*Assignment*
Every line from the line containing "Examine the screenshot above and tell me: where is the rock?" through the final line below must be returned exactly, and no other line.

──────────

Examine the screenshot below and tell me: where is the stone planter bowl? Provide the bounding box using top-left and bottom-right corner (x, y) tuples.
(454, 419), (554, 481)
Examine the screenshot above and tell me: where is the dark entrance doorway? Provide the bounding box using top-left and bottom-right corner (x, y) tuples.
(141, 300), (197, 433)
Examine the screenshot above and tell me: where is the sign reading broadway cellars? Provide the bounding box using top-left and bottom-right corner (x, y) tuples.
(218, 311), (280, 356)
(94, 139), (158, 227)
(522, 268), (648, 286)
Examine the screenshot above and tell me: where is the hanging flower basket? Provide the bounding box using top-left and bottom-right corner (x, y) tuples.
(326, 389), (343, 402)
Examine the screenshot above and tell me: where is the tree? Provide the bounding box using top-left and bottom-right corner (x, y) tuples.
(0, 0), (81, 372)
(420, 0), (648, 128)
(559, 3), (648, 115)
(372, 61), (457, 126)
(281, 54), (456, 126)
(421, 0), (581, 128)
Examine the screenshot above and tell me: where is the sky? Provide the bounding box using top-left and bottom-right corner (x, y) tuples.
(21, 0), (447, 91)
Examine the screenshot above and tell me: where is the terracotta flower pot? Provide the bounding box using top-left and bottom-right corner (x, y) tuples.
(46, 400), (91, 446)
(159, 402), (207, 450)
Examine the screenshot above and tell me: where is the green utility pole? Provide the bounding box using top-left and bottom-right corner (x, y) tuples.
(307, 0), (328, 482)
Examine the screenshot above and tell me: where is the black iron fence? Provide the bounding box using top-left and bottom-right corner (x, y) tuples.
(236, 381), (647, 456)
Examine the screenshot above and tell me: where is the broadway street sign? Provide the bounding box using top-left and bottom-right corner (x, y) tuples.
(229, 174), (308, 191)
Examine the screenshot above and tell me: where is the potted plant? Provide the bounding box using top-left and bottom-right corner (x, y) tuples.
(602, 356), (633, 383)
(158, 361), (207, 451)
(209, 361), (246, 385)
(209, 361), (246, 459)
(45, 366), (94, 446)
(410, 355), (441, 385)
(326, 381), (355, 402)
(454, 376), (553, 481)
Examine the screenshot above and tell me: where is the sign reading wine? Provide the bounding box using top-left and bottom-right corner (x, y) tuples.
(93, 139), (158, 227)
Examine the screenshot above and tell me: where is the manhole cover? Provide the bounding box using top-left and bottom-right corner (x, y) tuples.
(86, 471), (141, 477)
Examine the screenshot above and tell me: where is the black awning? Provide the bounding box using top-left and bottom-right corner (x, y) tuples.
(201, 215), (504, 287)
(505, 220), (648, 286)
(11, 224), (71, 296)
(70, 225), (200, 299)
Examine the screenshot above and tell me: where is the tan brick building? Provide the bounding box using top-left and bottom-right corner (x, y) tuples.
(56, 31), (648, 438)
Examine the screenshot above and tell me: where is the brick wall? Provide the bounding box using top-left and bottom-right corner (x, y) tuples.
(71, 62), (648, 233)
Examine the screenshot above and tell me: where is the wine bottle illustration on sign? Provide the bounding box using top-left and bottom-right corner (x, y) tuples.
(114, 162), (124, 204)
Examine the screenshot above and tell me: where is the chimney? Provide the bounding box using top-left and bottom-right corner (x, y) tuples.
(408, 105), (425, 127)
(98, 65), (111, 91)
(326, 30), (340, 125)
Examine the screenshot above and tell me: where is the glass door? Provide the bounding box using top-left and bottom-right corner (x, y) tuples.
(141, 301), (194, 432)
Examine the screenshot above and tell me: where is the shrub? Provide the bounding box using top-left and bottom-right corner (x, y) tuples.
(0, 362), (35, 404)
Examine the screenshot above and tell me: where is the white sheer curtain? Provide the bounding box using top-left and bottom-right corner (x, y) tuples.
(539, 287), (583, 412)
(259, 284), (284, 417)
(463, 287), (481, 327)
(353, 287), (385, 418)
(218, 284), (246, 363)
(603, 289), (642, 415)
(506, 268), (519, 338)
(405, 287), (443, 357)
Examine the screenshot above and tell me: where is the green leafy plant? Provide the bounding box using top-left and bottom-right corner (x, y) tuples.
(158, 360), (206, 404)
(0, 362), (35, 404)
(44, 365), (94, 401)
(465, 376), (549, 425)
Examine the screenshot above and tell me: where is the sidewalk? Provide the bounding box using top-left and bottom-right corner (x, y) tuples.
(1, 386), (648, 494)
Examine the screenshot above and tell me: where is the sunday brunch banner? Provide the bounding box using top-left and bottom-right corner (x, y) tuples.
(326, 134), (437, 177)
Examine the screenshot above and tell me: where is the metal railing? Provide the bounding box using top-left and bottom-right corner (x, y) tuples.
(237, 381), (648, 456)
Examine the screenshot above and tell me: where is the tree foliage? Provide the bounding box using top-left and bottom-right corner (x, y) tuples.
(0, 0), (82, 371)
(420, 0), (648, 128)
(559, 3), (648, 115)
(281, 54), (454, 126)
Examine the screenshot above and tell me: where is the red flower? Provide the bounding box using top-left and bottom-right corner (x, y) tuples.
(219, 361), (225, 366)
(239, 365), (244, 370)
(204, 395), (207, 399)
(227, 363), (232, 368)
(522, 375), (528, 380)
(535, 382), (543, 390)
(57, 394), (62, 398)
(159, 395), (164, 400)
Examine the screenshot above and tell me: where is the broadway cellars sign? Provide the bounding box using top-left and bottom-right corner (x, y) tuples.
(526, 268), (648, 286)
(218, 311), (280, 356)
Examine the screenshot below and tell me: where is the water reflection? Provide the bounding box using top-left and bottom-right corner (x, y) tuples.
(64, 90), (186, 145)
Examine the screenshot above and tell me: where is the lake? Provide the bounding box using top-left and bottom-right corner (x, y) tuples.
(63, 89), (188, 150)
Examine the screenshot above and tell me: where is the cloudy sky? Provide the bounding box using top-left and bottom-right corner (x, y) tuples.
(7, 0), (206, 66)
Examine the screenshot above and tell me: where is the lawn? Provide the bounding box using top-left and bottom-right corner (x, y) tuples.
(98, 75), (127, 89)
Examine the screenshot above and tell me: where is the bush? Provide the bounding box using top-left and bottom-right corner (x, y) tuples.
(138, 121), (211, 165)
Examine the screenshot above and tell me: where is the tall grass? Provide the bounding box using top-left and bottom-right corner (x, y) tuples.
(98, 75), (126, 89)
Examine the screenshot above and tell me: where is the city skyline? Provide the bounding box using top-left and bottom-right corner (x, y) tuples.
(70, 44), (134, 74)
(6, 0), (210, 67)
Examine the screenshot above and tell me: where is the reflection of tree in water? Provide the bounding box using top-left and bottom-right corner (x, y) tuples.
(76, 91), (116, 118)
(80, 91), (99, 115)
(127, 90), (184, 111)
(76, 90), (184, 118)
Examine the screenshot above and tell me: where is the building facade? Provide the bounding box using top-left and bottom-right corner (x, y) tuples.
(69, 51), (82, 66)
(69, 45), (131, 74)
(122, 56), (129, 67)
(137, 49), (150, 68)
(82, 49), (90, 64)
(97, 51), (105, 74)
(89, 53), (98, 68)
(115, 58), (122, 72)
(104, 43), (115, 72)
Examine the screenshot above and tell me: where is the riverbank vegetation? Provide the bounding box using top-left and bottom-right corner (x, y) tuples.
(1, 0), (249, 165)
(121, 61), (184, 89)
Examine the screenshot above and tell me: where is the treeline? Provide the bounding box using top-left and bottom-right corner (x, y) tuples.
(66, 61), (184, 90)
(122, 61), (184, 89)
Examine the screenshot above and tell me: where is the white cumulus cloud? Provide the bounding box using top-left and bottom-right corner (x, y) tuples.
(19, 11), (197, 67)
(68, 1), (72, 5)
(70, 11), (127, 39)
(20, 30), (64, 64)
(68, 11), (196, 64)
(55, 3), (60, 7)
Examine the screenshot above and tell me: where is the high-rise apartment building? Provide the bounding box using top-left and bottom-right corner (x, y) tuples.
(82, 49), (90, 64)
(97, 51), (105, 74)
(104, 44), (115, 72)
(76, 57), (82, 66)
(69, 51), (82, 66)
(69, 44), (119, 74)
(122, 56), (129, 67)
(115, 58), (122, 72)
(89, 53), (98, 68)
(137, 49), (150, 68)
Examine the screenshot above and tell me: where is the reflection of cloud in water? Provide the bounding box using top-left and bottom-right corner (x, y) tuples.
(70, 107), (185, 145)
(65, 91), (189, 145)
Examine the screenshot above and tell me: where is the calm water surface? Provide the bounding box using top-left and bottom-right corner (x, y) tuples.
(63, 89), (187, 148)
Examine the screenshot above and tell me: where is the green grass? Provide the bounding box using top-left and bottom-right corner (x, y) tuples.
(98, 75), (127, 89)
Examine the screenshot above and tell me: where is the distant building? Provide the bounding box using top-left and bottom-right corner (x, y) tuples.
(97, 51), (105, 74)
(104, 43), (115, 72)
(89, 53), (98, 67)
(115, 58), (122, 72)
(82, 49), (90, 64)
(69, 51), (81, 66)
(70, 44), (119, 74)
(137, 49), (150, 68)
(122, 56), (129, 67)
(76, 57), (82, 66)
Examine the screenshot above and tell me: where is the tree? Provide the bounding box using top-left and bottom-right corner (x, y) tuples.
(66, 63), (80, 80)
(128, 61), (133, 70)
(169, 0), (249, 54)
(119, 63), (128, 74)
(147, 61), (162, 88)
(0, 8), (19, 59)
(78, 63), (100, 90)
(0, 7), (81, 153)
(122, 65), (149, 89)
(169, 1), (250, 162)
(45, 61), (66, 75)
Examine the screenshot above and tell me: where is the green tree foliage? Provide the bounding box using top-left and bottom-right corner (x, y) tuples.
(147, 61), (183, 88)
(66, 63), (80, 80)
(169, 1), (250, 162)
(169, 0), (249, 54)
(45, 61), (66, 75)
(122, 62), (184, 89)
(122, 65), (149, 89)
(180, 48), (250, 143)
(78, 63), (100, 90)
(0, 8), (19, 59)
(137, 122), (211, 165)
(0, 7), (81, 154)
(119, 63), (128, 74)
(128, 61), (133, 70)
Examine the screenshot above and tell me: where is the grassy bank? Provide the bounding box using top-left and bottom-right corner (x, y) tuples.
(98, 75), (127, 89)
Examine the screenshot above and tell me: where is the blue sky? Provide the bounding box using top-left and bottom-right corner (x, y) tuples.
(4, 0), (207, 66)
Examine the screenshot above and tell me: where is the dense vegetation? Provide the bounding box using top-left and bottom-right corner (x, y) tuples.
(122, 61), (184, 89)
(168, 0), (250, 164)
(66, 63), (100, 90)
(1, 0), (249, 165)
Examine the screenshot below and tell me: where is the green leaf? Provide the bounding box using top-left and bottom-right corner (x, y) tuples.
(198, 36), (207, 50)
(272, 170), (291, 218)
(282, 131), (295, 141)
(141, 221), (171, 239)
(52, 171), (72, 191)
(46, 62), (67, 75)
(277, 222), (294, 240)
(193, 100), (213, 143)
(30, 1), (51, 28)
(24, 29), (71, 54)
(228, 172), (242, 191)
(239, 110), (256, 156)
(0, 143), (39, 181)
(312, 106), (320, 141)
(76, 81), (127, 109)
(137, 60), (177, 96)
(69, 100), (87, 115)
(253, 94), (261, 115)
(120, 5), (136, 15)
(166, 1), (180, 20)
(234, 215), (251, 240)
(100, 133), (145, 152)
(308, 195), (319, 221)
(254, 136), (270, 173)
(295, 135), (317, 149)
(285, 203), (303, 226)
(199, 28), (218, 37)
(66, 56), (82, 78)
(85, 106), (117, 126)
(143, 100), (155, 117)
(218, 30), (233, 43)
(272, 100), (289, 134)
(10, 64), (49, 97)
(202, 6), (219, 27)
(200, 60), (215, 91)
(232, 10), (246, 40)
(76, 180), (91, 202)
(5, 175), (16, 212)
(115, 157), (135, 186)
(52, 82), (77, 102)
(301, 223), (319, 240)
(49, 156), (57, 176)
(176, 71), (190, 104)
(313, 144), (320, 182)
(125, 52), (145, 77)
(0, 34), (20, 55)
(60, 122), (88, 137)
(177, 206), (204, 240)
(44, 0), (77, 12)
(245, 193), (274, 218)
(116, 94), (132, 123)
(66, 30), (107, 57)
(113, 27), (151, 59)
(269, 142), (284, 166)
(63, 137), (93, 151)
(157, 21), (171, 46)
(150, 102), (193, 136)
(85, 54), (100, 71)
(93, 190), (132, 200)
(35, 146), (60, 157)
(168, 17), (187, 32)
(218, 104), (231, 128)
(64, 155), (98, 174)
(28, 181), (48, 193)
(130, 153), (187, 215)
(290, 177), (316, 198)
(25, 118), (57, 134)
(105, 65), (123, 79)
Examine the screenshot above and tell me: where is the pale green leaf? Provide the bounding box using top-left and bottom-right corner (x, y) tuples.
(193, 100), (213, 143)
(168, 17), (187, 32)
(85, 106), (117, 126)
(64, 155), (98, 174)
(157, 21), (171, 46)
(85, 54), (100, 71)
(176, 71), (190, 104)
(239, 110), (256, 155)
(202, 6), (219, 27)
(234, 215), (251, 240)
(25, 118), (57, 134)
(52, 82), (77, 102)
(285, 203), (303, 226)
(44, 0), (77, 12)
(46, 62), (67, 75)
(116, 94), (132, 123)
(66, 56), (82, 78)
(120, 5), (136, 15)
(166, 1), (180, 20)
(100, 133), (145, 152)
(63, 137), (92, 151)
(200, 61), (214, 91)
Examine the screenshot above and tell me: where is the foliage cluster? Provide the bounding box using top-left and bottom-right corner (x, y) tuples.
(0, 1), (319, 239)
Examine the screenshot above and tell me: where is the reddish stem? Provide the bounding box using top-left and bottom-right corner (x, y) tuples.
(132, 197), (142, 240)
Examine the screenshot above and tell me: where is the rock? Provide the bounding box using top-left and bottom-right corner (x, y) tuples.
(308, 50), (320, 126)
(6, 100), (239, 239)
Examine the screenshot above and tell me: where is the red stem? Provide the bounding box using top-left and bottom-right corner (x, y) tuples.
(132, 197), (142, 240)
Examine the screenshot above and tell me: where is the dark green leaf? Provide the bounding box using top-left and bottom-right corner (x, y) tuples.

──────────

*Written response*
Examine the screenshot above and tell me: where is the rock? Provide the bounding box using top-left and bottom-right corner (x, y) tuples.
(308, 50), (320, 126)
(6, 100), (239, 239)
Examine the screenshot above and tell me: where is the red stem? Provide the bounding box using top-left and bottom-right corner (x, y) tuples.
(132, 197), (142, 240)
Examine the screenshot above and tell me: where is the dark green leaf? Provide the bounding box using top-left and bottom-right corner (x, y) tuples.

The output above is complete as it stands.